• CONSIGNES:
**1.** Recopiez fidèlement le passage du texte sur la personnalisation de la formation qui commence par « Situation gachette » et se poursuit jusqu'à « les réseaux d'individus. ».
**2.** Les affirmations suivantes concordent-elles avec le texte sur la personnalisation de la formation ? Répondez par oui ou par non à chacune, en citant les mots du texte qui tranchent.
(a) La massification amène un public de plus en plus homogène.
(b) La personnalisation élargit le champ d'intervention des formateurs.
(c) La rencontre est toujours formatrice par elle-même.
**3.** Dans le texte sur la personnalisation de la formation, reformulez sous forme de liste le paragraphe qui commence par « Le thème de la personnalisation », en conservant ses faits principaux.

• TEXTE RETENU:
----------------------------------------

Situation gachette

Le thème de la personnalisation se situe au carrefour de différents enjeux concernant les systèmes éducatifs des pays développés. La massification amène un public de plus en plus large et hétérogène. Tenir compte de cette hétérogénéité et la gérer impliquent de mettre en place des systèmes de formation plus souples, pratiquant la reconnaissance et le renforcement, pour mieux prendre en compte les individus en formation. Cela impose une transformation, une mutation importante tout autant des attitudes des futurs formateurs que du dispositif formation. Il s'agit bien d'une nouvelle modalité de gestion, d'organisation et de conception des apprentissages, qui élargit considérablement le champ d'intervention des formateurs. Elle représente une entreprise frontière entre le monde des organisations avec ses chartes, ses lois, ses règlements… et les réseaux d'individus.

L'extension du champ de fouille dépasse celle qui est ordinairement dévolue aux recherches didactiques et pédagogiques. On comprend tout de suite pourquoi celles-ci tiennent prioritairement à une quête de rationalisation du métier de formateur (que l'on aborde alors sous l'angle institutionnel d'un parcours ou sous l'angle théorique des savoirs), alors que l'approche par la personnalisation inclut, au-delà et en de-ça de la transférabilité, bien d'autres supports de sens : celui des gestes et des lieux autant que des mots et des images, des cérémonies autant que des contenus, de l'esthétique autant que du substrat.

Par exemple, lors d'une formation, faire en sorte qu'il y ait un véritable "rencontre" : on peut admettre que la rencontre ne soit pas nécessairement formatrice par elle-même. Elle peut d'ailleurs, de prime abord, être déformatrice, déformatice des formes antérieures à la rencontre, qui se trouve transformée par le fait même de se rencontrer, d'entrer en contact, en présence l'un de l'autre. C'est pourquoi, faire que cette transformation soir formatrice et non déformatrice, fonde la nécessité d'une pédagogie (certes de la rencontre) personnalisée pour actualiser au maximum le potentiel formateur de la transformation opérée.

‘"L'art de la relation avec l'autre est, en effet, l'art le plus spécifiquement humain. La philosophie est l'art de mettre l'homme en relation avec lui-même. Il faut se rendre autre à soi-même pour bien penser 27 ". ’

Le formateur de demain est celui qui s'efforce de penser l'autre, en général et en particulier.

----------------------------------------

• DONNÉES RECUEILLIES:
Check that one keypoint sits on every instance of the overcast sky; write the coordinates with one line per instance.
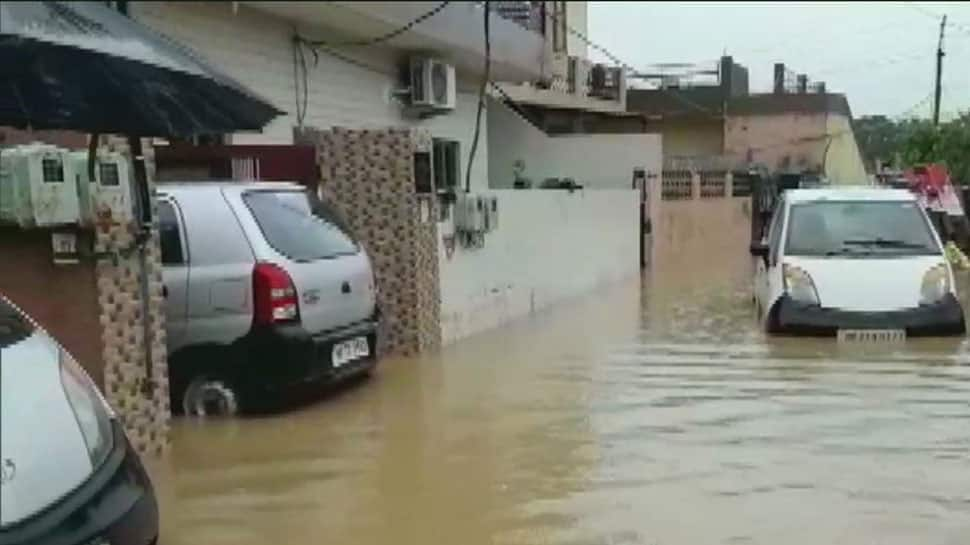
(881, 55)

----------------------------------------

• RÉSULTATS PAR CONSIGNE:
**1.**
Situation gachette

Le thème de la personnalisation se situe au carrefour de différents enjeux concernant les systèmes éducatifs des pays développés. La massification amène un public de plus en plus large et hétérogène. Tenir compte de cette hétérogénéité et la gérer impliquent de mettre en place des systèmes de formation plus souples, pratiquant la reconnaissance et le renforcement, pour mieux prendre en compte les individus en formation. Cela impose une transformation, une mutation importante tout autant des attitudes des futurs formateurs que du dispositif formation. Il s'agit bien d'une nouvelle modalité de gestion, d'organisation et de conception des apprentissages, qui élargit considérablement le champ d'intervention des formateurs. Elle représente une entreprise frontière entre le monde des organisations avec ses chartes, ses lois, ses règlements… et les réseaux d'individus.

**2.**
(a) Non : « La massification amène un public de plus en plus large et hétérogène. »
(b) Oui : « qui élargit considérablement le champ d'intervention des formateurs ».
(c) Non : « on peut admettre que la rencontre ne soit pas nécessairement formatrice par elle-même ».

**3.**
- La personnalisation touche plusieurs enjeux des systèmes éducatifs des pays développés.
- La massification amène un public de plus en plus large et hétérogène.
- Gérer cette hétérogénéité exige des systèmes de formation plus souples, fondés sur la reconnaissance et le renforcement.
- Cela impose une transformation importante des attitudes des futurs formateurs comme du dispositif de formation.
- Cette nouvelle façon de gérer, d'organiser et de concevoir les apprentissages élargit considérablement le champ d'intervention des formateurs.
- Elle se situe à la frontière entre le monde des organisations (chartes, lois, règlements) et les réseaux d'individus.